Text under study section start

In Germany, specialty chemicals major Evonik Industries AG (Evonik) and Siemens Gas and Power GmbH & Co. KG (Siemens Energy), the energy technology arm of Siemens AG have officially commissioned a pilot plant sponsored by the German Federal Ministry of Education and Research (BMBF) that uses carbon dioxide (CO2) and water to produce chemicals.
Located in Marl, Evonik’s largest site in the northern Ruhr area, the pilot plant’s innovative artificial photosynthesis technology should contribute to the success of the energy revolution. Using renewable electricity, the pilot is an essential part of the Rheticus I and II research projects, announced by the two companies in January 2018 and which are sponsored by the Federal Ministry of Education and Research (BMBF) with a total of EUR 6.3 million.
I am delighted that we have today given the go-ahead for a new test facility of the very highest standard in Marl. With Rheticus, we are showing how we can set up climate-friendly production processes in the chemical industry and at the same time manufacture new innovative products. And this works not only here in Germany, but potentially all over the world. This opens promising opportunities for technology exports. We want to promote effective climate protection and continue to have a strong industrial base in Germany. I am firmly convinced that we can succeed in both. I am pleased that my ministry is now investing a total of EUR 6.3 million in the new pilot plant in Marl with this goal in mind and wish all those involved every success, said Anja Karliczek, German Federal Minister of Education and Research in her opening address.

Text under study section end
Extracted entries section start

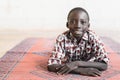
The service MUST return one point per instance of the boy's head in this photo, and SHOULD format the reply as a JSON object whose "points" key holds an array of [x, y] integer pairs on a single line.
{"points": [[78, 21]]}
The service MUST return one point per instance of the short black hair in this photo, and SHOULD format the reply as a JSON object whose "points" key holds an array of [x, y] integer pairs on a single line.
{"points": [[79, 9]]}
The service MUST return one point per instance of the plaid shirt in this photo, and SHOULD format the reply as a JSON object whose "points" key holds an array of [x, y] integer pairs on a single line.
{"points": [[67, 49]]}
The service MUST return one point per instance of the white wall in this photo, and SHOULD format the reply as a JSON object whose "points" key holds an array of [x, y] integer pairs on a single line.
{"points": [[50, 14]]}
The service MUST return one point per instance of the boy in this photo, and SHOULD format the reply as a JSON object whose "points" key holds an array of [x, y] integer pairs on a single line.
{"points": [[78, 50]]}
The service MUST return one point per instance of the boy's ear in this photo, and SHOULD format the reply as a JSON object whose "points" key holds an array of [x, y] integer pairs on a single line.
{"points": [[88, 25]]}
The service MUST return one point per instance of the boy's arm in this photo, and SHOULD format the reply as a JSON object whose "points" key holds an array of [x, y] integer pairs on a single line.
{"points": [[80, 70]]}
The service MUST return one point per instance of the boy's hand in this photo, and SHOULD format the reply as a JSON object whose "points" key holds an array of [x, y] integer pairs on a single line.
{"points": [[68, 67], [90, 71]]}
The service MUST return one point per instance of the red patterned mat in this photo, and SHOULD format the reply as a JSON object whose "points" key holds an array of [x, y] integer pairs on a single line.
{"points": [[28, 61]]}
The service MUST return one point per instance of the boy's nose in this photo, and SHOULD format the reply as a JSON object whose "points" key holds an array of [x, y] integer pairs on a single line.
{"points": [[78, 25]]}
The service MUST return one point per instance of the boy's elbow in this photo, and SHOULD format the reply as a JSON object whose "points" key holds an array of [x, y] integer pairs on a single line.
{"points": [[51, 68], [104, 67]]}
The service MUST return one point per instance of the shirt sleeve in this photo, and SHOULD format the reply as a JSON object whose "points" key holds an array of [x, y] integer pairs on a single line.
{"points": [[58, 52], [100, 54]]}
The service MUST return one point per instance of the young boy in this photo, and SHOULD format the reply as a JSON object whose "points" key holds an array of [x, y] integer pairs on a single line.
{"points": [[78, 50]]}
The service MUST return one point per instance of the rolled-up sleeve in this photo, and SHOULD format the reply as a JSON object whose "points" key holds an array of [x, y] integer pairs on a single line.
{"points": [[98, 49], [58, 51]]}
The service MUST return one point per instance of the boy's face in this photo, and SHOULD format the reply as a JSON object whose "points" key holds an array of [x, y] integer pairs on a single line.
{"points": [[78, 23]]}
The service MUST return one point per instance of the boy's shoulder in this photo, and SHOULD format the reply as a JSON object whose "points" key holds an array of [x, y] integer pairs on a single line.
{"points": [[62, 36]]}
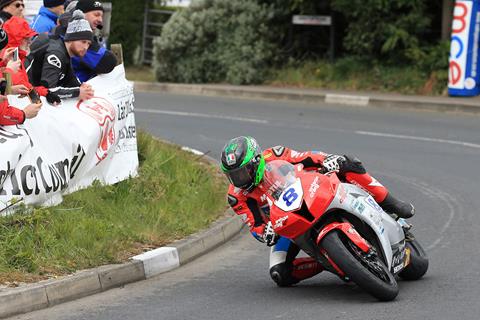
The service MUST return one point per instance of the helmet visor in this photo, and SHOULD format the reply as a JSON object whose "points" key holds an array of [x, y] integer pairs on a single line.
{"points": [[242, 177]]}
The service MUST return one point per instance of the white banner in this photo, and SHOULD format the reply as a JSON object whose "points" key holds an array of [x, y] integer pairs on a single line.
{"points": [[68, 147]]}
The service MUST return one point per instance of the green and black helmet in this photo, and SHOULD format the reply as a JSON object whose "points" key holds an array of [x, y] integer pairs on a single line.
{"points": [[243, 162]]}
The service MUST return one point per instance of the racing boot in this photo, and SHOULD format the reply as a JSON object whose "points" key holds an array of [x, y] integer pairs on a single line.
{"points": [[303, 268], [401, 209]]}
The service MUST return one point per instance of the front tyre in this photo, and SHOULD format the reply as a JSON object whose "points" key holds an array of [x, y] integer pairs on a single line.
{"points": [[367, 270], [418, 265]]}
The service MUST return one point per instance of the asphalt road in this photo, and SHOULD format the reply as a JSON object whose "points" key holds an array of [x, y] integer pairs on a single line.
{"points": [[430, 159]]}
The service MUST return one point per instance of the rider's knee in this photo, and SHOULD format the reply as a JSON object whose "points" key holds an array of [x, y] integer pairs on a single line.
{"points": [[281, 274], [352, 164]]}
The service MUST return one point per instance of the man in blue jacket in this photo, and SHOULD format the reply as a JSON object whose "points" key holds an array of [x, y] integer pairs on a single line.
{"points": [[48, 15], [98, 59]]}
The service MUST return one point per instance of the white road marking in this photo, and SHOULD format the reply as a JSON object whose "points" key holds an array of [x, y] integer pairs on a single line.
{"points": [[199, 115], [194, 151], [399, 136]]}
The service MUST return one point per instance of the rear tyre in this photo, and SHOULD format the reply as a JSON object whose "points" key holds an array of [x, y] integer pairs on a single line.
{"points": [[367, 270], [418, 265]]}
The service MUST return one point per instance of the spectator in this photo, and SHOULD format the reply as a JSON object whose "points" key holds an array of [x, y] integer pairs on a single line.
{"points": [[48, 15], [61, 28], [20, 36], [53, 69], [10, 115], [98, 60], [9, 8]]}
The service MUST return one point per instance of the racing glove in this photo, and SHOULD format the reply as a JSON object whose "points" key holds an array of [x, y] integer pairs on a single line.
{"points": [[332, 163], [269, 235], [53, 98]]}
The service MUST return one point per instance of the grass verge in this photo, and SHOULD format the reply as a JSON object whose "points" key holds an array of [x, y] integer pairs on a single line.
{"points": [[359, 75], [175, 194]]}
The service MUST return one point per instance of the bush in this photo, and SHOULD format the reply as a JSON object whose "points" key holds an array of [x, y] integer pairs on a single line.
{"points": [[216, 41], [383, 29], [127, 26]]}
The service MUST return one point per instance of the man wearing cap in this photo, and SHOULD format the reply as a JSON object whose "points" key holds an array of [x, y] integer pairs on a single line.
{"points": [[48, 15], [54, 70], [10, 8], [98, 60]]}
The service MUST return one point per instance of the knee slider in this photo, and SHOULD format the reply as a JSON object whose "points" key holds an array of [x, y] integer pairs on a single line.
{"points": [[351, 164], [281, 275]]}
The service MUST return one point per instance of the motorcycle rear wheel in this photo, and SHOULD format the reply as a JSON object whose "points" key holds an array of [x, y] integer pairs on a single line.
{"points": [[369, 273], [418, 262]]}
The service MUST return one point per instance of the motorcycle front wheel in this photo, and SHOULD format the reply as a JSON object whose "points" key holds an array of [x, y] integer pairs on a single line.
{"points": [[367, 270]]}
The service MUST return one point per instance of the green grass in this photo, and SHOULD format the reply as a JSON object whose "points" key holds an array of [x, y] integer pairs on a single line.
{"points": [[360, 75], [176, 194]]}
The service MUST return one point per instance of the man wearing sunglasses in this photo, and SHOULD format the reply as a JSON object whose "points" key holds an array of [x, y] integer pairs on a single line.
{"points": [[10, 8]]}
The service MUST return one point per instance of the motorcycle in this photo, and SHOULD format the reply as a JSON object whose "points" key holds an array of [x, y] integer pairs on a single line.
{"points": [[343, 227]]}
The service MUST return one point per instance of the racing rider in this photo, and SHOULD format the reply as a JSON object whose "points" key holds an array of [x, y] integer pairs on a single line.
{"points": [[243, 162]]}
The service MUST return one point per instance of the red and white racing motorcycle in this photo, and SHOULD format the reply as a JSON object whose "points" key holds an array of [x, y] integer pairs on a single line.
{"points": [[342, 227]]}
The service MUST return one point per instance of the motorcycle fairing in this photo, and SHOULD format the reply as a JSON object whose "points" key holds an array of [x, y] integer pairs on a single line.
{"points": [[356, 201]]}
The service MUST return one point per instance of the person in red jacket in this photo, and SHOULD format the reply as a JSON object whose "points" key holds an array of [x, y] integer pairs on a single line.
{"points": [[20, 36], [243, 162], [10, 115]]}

Extracted entries section end

- **Questions to answer**
• a. In the text on the Marl pilot plant, how much does the German Federal Ministry of Education and Research put into the Rheticus I and II projects in total?
• b. Carry on the text on the Marl pilot plant from the point where it stops.
The lines have nothing to do with the text on the Marl pilot plant.

- **Activity answers**
• a. EUR 6.3 million.

• b.
Artificial photosynthetic process
For the idea of artificial photosynthesis, which is behind the Rheticus experimental facility, the researchers took nature as a model. Just as plants use solar energy to produce sugar, for example, from carbon dioxide (CO2) and water in several steps, artificial photosynthesis uses renewable energies to produce valuable chemicals from CO2 and water through electrolysis with the help of bacteria.
Climate protection is not possible without chemistry, because our industry supplies and develops solutions for the energy turnaround. Research projects such as Rheticus are a motivation and innovation driver for a sustainable society, said Harald Schwager, Deputy Chairman of the Executive Board of Evonik and responsible for innovations.
This type of artificial photosynthesis can serve as an energy store and thus help to close the carbon cycle and reduce CO2 pollution in the atmosphere. At the same time, Schwager cautioned against overzealous phasing out of fossil fuels.
Security of supply and reliability in political decisions set the framework in which new things are created, Schwager said.
The pilot plant in Marl consists of a CO electrolyzer, developed by Siemens Energy, a water electrolyzer, and the bioreactor with Evonik’s know-how. In the electrolyzers, CO2 and water are converted into carbon monoxide (CO) and hydrogen (H2) with electricity in a first step.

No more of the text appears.